** GOAL **
Reproduce all of the rows below word for word, but leave out the pictures.

___ DATA TO PROCESS

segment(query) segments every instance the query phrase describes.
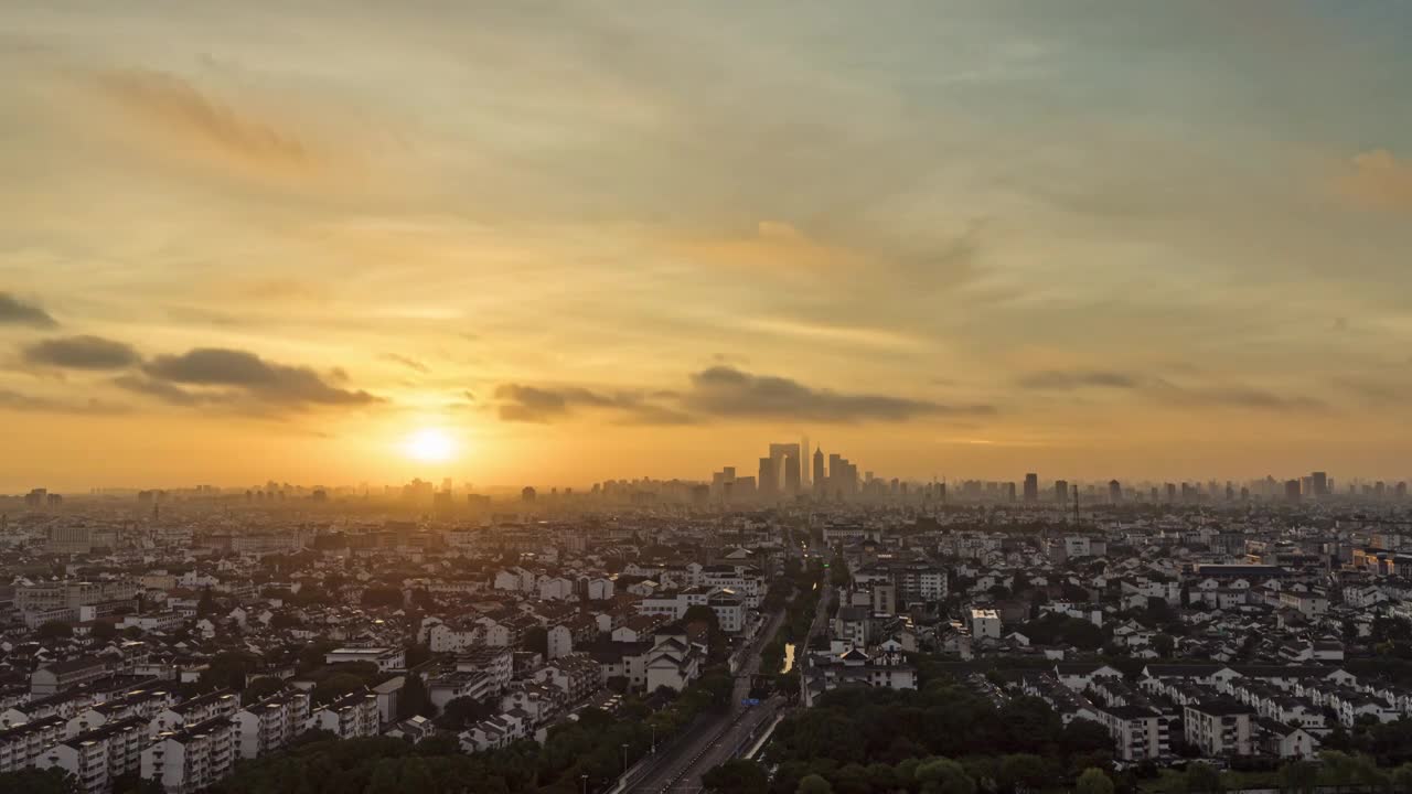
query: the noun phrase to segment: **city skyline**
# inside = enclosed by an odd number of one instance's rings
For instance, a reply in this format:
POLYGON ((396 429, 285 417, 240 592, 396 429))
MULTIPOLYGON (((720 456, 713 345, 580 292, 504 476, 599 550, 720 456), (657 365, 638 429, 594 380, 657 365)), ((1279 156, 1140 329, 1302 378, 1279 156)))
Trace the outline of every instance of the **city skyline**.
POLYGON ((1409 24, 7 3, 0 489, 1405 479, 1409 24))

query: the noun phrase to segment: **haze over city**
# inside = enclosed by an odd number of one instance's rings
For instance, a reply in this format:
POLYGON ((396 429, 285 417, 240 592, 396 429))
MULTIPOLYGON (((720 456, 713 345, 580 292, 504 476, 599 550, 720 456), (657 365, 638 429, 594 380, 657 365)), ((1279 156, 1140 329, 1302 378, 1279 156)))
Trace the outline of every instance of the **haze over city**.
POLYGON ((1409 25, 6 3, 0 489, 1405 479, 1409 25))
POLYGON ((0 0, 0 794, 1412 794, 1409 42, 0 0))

______

** ANSWER FOR THIS EXERCISE **
segment(query) segments every instance the query phrase describes.
query: the noun phrase to segment: **city skyline**
# inside = enclosed by an odd number of one instance's rings
For instance, a reply in this format:
POLYGON ((396 429, 285 417, 240 592, 396 429))
MULTIPOLYGON (((720 456, 713 345, 580 292, 504 476, 599 550, 720 456), (657 365, 638 429, 594 380, 657 365)), ((1279 156, 1140 329, 1302 378, 1279 156)))
Trace the outline of every instance of the **city skyline**.
POLYGON ((1409 24, 7 3, 0 489, 1405 479, 1409 24))

query: the noun phrase to segment: **haze over city**
# inside = enclosed by an odd number of one instance's rings
For instance, a reply in this format:
POLYGON ((396 429, 285 417, 240 592, 396 429))
MULTIPOLYGON (((720 456, 713 345, 580 292, 504 476, 599 550, 720 456), (657 365, 638 429, 594 380, 657 365)), ((1279 156, 1140 329, 1302 378, 1279 156)))
Trace the outline of every instance of the **haze over city**.
POLYGON ((1409 25, 6 3, 0 489, 1405 479, 1409 25))
POLYGON ((0 0, 0 794, 1412 794, 1409 42, 0 0))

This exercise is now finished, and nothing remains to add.